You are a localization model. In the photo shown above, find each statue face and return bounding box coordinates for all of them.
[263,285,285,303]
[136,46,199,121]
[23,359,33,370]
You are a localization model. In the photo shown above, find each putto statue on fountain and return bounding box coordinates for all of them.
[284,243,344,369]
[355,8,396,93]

***

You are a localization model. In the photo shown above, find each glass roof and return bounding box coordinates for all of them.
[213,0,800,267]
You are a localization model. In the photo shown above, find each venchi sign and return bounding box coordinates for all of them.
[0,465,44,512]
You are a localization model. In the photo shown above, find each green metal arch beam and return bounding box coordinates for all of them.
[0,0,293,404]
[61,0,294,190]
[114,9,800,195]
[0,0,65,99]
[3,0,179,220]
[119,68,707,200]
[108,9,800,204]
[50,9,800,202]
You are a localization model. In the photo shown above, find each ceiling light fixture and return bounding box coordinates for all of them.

***

* _Task directions_: Rewrite everything from the line containing "find each statue" down to the line containing "[23,359,33,370]", with "statue face" changed to "stone face" and nothing else altered.

* _Final answer_:
You are a localization model. In the photo shown above, find each stone face and return bounding box coordinates for all of them.
[263,285,285,303]
[136,46,199,121]
[23,359,33,370]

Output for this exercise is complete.